• [Exercise instructions] Of the lines listed below, return exactly those that run from the line containing "Query: cream filling layer" through the line containing "like (174, 120).", both included.
[Recorded information]
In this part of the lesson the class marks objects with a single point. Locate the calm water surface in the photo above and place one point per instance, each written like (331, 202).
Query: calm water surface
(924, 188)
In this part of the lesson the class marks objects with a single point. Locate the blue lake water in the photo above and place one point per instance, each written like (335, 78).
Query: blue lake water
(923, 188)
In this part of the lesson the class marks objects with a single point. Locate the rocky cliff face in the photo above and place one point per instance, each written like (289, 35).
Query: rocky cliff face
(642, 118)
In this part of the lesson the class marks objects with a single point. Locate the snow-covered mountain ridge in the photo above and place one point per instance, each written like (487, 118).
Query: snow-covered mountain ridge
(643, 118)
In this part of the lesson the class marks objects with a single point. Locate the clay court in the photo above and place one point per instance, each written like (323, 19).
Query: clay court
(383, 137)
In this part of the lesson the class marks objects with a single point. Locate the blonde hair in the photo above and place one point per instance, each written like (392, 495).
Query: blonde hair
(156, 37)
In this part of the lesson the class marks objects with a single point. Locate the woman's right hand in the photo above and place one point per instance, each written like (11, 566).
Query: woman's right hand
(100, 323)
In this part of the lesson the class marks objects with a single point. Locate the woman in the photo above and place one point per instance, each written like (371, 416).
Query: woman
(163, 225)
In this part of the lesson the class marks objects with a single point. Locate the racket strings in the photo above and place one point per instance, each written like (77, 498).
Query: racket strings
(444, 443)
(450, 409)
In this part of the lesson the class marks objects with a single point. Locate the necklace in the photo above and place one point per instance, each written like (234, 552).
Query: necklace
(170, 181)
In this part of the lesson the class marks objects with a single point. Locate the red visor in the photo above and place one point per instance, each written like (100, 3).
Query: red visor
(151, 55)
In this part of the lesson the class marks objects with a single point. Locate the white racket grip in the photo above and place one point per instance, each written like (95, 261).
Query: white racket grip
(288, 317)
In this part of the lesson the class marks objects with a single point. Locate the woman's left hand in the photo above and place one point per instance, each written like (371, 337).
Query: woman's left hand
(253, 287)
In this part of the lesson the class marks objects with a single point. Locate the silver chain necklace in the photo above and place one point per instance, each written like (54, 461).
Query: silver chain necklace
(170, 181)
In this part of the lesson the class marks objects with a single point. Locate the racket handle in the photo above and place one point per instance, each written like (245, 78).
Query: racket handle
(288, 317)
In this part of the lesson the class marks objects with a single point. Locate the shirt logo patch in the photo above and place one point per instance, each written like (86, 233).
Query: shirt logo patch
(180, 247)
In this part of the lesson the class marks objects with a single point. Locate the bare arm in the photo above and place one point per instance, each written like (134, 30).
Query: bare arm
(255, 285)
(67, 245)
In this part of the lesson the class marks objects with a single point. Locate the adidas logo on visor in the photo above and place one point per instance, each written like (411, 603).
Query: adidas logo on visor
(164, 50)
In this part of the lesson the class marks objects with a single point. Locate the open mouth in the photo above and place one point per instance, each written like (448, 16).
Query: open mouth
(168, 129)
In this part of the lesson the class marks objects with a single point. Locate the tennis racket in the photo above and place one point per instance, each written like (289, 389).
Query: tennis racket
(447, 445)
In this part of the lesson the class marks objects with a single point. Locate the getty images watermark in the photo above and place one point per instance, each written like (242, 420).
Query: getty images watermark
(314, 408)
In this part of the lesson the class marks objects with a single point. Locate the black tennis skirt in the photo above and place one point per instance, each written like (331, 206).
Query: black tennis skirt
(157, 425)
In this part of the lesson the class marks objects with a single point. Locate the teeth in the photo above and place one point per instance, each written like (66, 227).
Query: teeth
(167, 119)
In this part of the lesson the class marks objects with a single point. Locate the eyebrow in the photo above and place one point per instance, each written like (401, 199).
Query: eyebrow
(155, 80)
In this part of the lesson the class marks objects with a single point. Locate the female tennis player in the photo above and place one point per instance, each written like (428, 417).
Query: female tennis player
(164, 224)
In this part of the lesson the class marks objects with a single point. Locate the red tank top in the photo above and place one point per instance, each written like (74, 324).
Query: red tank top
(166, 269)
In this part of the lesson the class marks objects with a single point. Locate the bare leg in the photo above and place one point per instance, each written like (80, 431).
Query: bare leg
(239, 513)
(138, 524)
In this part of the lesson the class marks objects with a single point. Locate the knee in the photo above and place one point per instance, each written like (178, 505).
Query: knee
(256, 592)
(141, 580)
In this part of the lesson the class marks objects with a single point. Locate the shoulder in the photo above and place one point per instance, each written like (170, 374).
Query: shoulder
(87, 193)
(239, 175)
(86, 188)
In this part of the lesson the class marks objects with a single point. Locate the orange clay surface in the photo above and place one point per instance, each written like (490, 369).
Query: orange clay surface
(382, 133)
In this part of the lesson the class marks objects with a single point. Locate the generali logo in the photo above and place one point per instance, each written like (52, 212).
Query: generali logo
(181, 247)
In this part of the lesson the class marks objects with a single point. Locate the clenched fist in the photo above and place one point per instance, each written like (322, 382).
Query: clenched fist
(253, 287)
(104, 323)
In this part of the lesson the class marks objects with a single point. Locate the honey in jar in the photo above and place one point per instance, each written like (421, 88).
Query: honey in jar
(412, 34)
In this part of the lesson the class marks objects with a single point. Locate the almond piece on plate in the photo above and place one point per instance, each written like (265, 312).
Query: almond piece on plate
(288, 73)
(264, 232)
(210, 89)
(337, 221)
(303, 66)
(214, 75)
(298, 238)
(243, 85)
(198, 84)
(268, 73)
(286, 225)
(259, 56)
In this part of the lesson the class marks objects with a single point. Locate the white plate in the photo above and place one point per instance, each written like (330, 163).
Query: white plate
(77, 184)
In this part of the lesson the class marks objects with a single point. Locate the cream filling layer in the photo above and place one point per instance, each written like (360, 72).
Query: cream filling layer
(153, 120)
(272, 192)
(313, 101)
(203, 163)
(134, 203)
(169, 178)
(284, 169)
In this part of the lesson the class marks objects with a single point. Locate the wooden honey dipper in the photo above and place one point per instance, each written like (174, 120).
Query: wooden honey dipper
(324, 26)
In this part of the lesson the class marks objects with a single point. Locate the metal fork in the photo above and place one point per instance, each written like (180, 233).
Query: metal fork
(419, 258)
[/Recorded information]
• [Answer for this exercise]
Query: cream filling layer
(153, 120)
(272, 192)
(313, 101)
(203, 163)
(134, 203)
(169, 178)
(284, 169)
In this part of the lesson the class marks objects with a single point. Locate the wooden honey dipper in the photo above and place one point per instance, each written like (174, 120).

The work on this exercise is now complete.